:: Your task ::
Repeat the records given below in full, with no changes.

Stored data
"""

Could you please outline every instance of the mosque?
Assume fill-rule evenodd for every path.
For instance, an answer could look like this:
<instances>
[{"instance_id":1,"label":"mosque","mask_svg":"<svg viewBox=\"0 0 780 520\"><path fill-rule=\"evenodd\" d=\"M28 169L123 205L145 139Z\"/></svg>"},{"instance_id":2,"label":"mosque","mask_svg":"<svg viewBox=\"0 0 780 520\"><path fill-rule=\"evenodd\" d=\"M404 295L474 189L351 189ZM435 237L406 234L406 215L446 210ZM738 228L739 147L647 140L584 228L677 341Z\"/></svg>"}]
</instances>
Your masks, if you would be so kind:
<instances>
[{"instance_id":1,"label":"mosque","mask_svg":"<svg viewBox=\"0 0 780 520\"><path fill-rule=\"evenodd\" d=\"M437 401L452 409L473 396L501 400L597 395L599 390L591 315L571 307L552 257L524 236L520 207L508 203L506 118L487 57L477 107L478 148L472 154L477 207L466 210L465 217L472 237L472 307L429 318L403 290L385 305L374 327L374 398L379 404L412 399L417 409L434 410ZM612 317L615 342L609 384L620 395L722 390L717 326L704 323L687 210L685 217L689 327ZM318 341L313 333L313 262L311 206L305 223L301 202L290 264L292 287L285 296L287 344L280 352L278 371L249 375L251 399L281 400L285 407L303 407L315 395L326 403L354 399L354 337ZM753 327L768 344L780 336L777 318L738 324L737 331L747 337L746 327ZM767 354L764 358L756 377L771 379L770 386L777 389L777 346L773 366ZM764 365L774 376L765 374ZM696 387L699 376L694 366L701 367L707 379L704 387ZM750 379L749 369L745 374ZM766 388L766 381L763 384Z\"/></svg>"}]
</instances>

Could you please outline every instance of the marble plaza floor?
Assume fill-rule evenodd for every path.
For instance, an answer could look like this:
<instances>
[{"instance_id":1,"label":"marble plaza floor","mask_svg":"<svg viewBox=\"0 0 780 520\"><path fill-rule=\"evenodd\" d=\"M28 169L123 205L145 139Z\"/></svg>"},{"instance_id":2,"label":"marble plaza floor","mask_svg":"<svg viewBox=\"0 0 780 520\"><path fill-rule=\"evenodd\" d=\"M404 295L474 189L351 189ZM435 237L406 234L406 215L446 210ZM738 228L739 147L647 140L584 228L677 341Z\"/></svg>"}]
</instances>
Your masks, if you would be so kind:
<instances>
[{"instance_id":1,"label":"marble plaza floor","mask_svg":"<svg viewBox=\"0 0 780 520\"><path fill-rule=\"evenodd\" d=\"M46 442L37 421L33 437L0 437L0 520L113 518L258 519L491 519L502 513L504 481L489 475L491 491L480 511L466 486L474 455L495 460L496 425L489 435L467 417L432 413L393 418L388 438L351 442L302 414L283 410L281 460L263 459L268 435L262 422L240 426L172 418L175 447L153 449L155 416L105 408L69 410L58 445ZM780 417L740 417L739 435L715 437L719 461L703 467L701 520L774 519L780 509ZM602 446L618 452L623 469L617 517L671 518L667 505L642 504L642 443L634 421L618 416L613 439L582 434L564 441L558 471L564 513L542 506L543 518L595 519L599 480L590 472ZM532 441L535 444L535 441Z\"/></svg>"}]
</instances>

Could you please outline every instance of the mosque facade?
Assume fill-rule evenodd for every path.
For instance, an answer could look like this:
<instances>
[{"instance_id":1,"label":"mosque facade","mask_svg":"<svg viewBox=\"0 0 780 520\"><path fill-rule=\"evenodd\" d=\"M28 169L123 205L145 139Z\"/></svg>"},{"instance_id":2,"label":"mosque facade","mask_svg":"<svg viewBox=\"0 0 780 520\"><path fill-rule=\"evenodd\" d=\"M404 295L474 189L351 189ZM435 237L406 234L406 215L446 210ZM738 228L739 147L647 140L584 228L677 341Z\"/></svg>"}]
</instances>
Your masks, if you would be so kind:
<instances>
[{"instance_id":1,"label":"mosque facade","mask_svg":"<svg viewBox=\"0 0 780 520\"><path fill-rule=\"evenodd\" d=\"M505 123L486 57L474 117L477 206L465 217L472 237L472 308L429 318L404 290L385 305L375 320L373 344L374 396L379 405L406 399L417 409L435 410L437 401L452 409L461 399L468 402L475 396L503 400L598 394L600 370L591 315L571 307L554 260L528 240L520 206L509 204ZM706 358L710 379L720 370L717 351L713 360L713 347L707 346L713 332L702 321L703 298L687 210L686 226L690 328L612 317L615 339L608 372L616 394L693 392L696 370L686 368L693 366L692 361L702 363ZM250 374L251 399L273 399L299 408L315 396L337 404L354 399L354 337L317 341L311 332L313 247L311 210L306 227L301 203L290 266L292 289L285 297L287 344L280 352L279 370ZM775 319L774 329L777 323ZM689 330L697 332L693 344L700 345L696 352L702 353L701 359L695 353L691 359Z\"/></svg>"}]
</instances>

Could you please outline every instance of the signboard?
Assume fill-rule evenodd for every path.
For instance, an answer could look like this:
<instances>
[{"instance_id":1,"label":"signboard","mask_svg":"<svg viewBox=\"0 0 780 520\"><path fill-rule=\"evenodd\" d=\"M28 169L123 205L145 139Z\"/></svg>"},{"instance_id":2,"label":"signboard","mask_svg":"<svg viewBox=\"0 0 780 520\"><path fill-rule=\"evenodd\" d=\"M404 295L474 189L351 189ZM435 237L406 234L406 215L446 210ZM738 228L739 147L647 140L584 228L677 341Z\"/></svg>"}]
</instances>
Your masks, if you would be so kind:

"""

:: Problem solution ::
Could you please outline every instance of the mosque?
Assume fill-rule evenodd for every path.
For instance, an answer could look like this:
<instances>
[{"instance_id":1,"label":"mosque","mask_svg":"<svg viewBox=\"0 0 780 520\"><path fill-rule=\"evenodd\" d=\"M28 169L123 205L145 139Z\"/></svg>"},{"instance_id":2,"label":"mosque","mask_svg":"<svg viewBox=\"0 0 780 520\"><path fill-rule=\"evenodd\" d=\"M404 295L474 189L351 189ZM435 237L406 234L406 215L446 210ZM738 228L739 147L647 140L584 228L677 341Z\"/></svg>"}]
</instances>
Your masks, if you would be so kind:
<instances>
[{"instance_id":1,"label":"mosque","mask_svg":"<svg viewBox=\"0 0 780 520\"><path fill-rule=\"evenodd\" d=\"M437 401L452 409L473 396L501 400L597 395L599 390L591 315L571 307L552 257L524 236L520 207L508 203L506 118L487 57L477 107L478 148L472 154L477 207L466 210L465 217L472 237L472 307L429 318L403 290L385 305L374 327L374 398L379 404L412 399L417 409L434 410ZM612 317L615 342L609 384L620 395L722 390L717 326L704 323L687 210L685 217L689 327ZM318 341L313 333L313 262L311 206L305 223L301 202L290 264L292 287L285 296L287 344L280 352L278 371L249 375L251 399L281 400L285 407L303 407L315 395L326 403L354 399L354 337ZM753 327L768 344L780 336L777 318L738 324L737 331L747 337L746 327ZM767 354L764 358L756 377L771 379L770 386L777 389L777 346L773 366ZM764 365L774 376L765 374ZM696 387L699 376L694 366L701 367L707 379L704 387ZM750 379L749 369L745 374ZM766 388L766 381L763 384Z\"/></svg>"}]
</instances>

Could you please outline every instance of the marble plaza floor?
Assume fill-rule evenodd for every path.
For instance, an answer could look like this:
<instances>
[{"instance_id":1,"label":"marble plaza floor","mask_svg":"<svg viewBox=\"0 0 780 520\"><path fill-rule=\"evenodd\" d=\"M28 169L123 205L145 139Z\"/></svg>"},{"instance_id":2,"label":"marble plaza floor","mask_svg":"<svg viewBox=\"0 0 780 520\"><path fill-rule=\"evenodd\" d=\"M404 295L474 189L351 189ZM435 237L406 234L406 215L446 210ZM738 228L739 147L647 140L584 228L677 341Z\"/></svg>"}]
</instances>
Your masks, if you would be so kind:
<instances>
[{"instance_id":1,"label":"marble plaza floor","mask_svg":"<svg viewBox=\"0 0 780 520\"><path fill-rule=\"evenodd\" d=\"M46 442L37 421L33 437L0 437L0 520L113 518L258 519L491 519L502 513L504 481L489 475L491 491L480 511L466 486L474 455L495 460L496 425L489 435L467 417L432 413L393 418L388 438L351 442L302 414L283 410L281 460L263 459L268 435L262 422L240 426L172 418L175 447L153 449L155 416L105 408L69 410L58 445ZM780 417L740 417L739 435L715 437L719 461L703 467L701 520L774 519L780 509ZM602 446L618 452L623 469L617 517L671 518L667 505L642 504L642 443L634 421L618 416L613 439L582 434L564 441L558 471L564 513L542 506L543 518L595 519L599 480L590 472ZM532 441L535 444L535 441Z\"/></svg>"}]
</instances>

Could you please outline every instance of the mosque facade?
Assume fill-rule evenodd for every path.
For instance, an answer could look like this:
<instances>
[{"instance_id":1,"label":"mosque facade","mask_svg":"<svg viewBox=\"0 0 780 520\"><path fill-rule=\"evenodd\" d=\"M28 169L123 205L145 139Z\"/></svg>"},{"instance_id":2,"label":"mosque facade","mask_svg":"<svg viewBox=\"0 0 780 520\"><path fill-rule=\"evenodd\" d=\"M404 295L474 189L351 189ZM435 237L406 234L406 215L446 210ZM738 228L739 147L647 140L584 228L677 341Z\"/></svg>"}]
</instances>
Your masks, if you would be so kind:
<instances>
[{"instance_id":1,"label":"mosque facade","mask_svg":"<svg viewBox=\"0 0 780 520\"><path fill-rule=\"evenodd\" d=\"M505 123L486 57L474 117L477 206L465 217L472 237L472 308L429 318L404 290L385 305L375 320L373 344L374 396L379 405L406 399L417 409L435 410L437 401L452 409L461 399L468 402L475 396L503 400L598 394L600 370L591 315L571 307L554 260L528 240L520 206L509 204ZM706 358L710 379L720 370L717 351L713 360L713 347L707 346L713 332L702 321L703 298L687 210L686 226L690 328L612 317L615 339L608 372L616 394L693 392L696 370L686 368L693 366L692 361L702 363ZM250 374L251 399L273 399L299 408L315 396L337 404L354 399L354 337L317 341L311 332L313 247L311 210L306 227L301 203L290 266L292 289L285 297L287 344L280 352L279 370ZM775 319L774 329L777 323ZM689 330L697 332L693 344L700 345L696 352L702 353L701 359L695 353L691 359Z\"/></svg>"}]
</instances>

Could you please outline every instance of the signboard?
Assume fill-rule evenodd for every path.
For instance, an answer could look like this:
<instances>
[{"instance_id":1,"label":"signboard","mask_svg":"<svg viewBox=\"0 0 780 520\"><path fill-rule=\"evenodd\" d=\"M28 169L123 205L145 139Z\"/></svg>"},{"instance_id":2,"label":"signboard","mask_svg":"<svg viewBox=\"0 0 780 520\"><path fill-rule=\"evenodd\" d=\"M404 295L474 189L351 189ZM435 237L406 234L406 215L446 210ZM738 228L739 147L647 140L584 228L677 341Z\"/></svg>"}]
</instances>
Your masks, if you would be so kind:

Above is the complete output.